_Input data_.
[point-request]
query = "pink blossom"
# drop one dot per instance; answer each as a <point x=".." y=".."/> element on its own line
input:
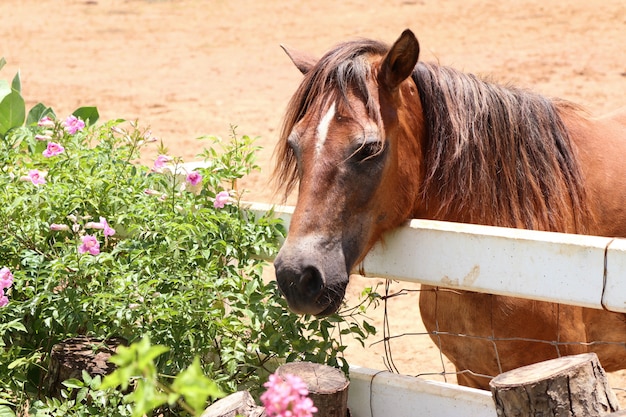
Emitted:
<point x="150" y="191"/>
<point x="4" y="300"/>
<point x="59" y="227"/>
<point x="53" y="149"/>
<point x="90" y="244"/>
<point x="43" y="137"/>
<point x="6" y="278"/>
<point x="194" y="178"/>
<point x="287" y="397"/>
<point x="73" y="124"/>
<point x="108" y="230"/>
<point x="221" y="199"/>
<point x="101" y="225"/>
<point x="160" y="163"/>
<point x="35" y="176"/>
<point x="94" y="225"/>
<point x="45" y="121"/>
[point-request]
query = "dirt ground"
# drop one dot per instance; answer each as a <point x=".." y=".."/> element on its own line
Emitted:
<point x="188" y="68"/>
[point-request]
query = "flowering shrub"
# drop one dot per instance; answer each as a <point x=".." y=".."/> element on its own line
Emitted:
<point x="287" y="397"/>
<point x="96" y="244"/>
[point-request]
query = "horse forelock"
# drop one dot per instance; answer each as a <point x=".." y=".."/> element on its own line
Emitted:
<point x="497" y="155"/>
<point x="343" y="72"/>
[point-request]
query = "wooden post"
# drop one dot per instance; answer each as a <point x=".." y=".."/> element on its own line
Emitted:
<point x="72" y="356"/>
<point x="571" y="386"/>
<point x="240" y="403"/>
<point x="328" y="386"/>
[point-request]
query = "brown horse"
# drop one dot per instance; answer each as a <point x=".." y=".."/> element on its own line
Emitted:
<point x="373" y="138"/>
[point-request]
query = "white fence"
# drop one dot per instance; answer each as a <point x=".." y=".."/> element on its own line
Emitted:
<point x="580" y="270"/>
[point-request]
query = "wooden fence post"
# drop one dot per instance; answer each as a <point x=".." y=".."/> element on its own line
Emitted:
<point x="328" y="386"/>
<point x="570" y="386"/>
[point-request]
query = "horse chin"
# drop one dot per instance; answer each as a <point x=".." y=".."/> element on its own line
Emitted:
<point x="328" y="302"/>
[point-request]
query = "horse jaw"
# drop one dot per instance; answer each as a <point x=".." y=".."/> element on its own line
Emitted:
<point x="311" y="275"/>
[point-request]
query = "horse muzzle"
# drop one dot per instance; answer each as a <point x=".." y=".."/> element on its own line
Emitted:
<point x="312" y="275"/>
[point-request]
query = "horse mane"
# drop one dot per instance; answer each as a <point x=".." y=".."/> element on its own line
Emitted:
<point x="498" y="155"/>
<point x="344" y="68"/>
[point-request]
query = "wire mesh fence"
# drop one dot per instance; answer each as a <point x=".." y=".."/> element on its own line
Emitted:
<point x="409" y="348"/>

...

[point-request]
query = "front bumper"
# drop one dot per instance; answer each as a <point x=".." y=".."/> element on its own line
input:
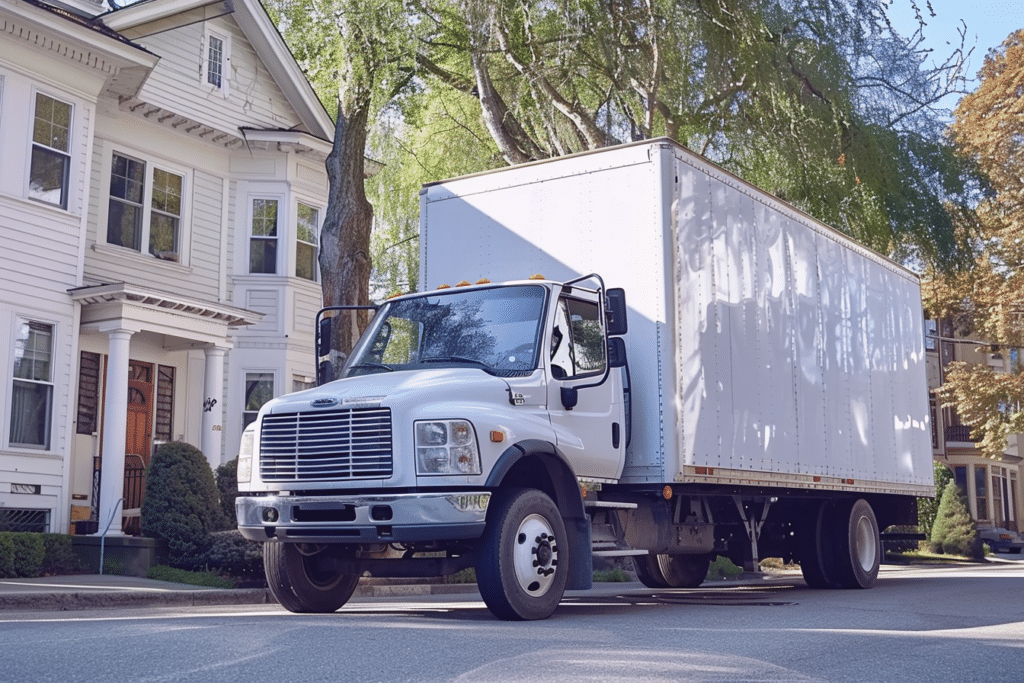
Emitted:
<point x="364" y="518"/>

_Task objective_. Indicate how many lines in the records above contain the word "wooden", giving only the number.

_Expected output_. 2